## Direction
From the text on earning more versus saving, transcribe the passage that begins with "I’m really happy" and ends with "to do both!".

I hear you! When I graduated from university, I took a job that paid $25,000 a year. I loved my work – but I needed to increase my income. 10 years later, I had nearly quadrupled my annual income.

I’m really happy with my current salary, but that’s not stopping me from looking for freelance work. Besides, extra income will help pay off my student loans and consumer debt.

I don’t think there’s a binary division between “earners” and “savers” either. To get ahead, I think you need to do both!

I tend to agree that earning more is much more fun, but you can earn millions and spend more than you earn while ending up in the poor house. Everybody’s favorite slogan “Spend less than you earn” still applies. However, with a higher income, cutting out certain expenses becomes much much easier!

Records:
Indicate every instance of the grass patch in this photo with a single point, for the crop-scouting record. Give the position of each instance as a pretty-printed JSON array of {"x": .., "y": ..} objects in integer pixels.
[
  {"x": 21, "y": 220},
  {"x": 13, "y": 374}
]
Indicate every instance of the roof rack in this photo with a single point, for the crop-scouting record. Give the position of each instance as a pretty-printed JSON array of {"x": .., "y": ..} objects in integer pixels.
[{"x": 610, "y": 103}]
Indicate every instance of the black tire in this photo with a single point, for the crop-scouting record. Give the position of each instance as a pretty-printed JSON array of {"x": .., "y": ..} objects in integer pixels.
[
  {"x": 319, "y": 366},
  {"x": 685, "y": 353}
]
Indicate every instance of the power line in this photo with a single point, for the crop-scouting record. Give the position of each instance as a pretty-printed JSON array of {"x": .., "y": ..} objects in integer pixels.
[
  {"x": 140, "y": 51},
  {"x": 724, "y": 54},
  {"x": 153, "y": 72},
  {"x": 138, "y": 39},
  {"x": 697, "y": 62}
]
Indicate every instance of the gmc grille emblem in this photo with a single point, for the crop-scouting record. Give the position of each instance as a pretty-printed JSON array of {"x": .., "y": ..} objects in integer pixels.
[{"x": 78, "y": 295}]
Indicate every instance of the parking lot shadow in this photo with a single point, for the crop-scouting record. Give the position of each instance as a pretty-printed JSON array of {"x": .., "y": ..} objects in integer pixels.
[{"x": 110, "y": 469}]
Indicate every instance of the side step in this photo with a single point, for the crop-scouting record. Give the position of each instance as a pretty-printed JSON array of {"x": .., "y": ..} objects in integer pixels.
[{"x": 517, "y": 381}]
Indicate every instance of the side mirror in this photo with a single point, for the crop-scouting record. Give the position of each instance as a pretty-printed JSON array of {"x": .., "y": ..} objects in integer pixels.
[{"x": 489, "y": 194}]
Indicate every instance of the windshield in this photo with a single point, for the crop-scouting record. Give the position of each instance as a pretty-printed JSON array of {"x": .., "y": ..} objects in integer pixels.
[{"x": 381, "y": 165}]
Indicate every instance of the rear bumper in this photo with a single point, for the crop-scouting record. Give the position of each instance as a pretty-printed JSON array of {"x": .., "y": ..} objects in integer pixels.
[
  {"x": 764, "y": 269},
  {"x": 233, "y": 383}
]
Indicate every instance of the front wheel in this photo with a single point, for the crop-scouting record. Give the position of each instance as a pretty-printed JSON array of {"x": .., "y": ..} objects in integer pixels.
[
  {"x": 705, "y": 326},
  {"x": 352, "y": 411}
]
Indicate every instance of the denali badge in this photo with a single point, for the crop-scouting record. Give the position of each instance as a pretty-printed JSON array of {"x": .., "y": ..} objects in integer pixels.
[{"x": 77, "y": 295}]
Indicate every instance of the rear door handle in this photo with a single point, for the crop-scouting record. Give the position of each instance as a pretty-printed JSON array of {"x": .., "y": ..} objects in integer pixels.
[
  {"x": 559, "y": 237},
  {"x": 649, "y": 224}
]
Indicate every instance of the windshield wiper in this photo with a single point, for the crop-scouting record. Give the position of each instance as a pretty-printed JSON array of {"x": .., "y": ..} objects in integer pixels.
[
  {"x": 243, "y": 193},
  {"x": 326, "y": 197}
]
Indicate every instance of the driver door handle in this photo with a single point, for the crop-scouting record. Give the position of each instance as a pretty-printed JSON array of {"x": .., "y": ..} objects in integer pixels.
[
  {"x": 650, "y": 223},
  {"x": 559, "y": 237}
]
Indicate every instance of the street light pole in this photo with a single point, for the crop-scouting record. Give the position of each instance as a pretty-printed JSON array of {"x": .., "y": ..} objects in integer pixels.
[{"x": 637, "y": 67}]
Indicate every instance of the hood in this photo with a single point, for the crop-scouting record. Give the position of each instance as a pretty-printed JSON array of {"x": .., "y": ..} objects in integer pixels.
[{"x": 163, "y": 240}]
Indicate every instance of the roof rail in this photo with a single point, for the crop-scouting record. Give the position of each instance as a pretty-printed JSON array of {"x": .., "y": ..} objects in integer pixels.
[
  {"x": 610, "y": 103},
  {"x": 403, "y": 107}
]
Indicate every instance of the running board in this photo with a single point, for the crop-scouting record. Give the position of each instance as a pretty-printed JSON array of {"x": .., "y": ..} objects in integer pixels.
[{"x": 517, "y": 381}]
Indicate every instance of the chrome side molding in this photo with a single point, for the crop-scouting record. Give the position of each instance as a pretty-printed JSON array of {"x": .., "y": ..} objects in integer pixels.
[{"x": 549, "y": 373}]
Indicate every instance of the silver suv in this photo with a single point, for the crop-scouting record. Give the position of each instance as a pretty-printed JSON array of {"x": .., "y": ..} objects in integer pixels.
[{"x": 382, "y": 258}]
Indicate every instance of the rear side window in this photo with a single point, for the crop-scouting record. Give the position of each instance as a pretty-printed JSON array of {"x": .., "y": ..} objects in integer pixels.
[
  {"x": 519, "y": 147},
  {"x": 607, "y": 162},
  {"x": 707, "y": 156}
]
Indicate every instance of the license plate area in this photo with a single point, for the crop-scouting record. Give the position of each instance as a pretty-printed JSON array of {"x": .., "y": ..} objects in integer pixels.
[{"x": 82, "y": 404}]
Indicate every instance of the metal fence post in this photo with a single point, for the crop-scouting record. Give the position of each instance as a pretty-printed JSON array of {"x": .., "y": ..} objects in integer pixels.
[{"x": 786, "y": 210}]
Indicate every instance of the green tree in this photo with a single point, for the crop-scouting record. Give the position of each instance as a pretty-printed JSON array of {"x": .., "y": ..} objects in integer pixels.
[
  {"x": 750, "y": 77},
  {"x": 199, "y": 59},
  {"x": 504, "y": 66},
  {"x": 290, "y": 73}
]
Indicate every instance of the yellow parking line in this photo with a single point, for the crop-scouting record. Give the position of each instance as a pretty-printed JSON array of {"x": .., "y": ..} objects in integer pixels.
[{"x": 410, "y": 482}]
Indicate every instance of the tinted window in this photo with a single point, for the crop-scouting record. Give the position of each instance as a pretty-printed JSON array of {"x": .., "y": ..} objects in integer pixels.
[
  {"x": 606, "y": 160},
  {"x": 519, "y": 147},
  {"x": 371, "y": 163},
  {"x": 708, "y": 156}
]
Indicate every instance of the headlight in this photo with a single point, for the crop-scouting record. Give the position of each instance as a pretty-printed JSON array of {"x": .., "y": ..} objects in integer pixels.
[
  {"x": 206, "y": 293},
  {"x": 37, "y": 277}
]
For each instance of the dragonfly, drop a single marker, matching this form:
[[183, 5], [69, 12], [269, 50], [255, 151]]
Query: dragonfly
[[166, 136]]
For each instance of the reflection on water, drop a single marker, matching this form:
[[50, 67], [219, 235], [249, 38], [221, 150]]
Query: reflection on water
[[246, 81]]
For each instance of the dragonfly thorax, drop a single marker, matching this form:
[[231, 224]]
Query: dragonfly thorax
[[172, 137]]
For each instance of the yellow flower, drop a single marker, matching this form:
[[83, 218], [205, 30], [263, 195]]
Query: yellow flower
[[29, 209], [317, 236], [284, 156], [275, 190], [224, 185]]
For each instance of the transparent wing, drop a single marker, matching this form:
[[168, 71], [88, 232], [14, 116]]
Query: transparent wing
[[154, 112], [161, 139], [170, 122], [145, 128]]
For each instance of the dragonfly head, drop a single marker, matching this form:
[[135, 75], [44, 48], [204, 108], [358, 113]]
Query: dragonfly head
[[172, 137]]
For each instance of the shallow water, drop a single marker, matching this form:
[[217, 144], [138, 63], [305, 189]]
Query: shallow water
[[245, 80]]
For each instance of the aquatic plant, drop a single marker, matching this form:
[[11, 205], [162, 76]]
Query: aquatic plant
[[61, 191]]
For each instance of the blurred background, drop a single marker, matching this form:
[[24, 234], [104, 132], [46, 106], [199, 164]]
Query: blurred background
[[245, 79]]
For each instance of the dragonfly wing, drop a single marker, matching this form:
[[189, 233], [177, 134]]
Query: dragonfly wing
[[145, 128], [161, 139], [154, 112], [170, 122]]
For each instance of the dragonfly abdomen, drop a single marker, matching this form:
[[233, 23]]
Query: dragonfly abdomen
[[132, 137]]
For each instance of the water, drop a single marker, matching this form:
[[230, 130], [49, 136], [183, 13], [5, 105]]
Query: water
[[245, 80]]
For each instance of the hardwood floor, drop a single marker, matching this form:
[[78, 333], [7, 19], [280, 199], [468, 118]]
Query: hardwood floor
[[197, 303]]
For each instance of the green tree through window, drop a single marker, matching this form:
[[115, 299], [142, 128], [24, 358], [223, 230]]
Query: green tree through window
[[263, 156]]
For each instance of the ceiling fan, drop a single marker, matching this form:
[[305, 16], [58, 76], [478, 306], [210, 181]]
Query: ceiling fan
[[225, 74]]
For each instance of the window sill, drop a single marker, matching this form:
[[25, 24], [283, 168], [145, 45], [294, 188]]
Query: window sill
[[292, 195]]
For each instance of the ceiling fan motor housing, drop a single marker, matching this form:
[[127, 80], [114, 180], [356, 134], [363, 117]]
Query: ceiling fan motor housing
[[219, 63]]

--

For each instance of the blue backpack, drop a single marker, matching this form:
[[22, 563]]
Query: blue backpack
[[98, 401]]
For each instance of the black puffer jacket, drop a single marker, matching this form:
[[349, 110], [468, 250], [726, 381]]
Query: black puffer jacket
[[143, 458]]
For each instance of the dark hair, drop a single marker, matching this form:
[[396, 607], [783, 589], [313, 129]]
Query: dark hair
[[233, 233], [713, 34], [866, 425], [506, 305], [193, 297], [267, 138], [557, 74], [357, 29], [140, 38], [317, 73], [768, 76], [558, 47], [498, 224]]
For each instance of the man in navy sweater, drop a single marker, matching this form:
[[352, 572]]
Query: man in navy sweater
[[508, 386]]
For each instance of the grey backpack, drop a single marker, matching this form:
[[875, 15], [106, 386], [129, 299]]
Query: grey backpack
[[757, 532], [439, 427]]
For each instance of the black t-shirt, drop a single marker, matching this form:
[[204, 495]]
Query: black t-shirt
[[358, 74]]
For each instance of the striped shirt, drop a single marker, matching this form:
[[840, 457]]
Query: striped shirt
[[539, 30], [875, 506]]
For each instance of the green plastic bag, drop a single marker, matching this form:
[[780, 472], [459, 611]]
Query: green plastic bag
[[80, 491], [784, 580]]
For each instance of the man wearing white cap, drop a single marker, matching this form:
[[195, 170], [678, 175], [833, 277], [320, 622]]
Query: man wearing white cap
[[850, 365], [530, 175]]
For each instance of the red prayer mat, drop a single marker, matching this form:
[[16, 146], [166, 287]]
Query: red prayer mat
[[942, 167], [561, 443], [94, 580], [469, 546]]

## Response
I’m really happy with my current salary, but that’s not stopping me from looking for freelance work. Besides, extra income will help pay off my student loans and consumer debt.

I don’t think there’s a binary division between “earners” and “savers” either. To get ahead, I think you need to do both!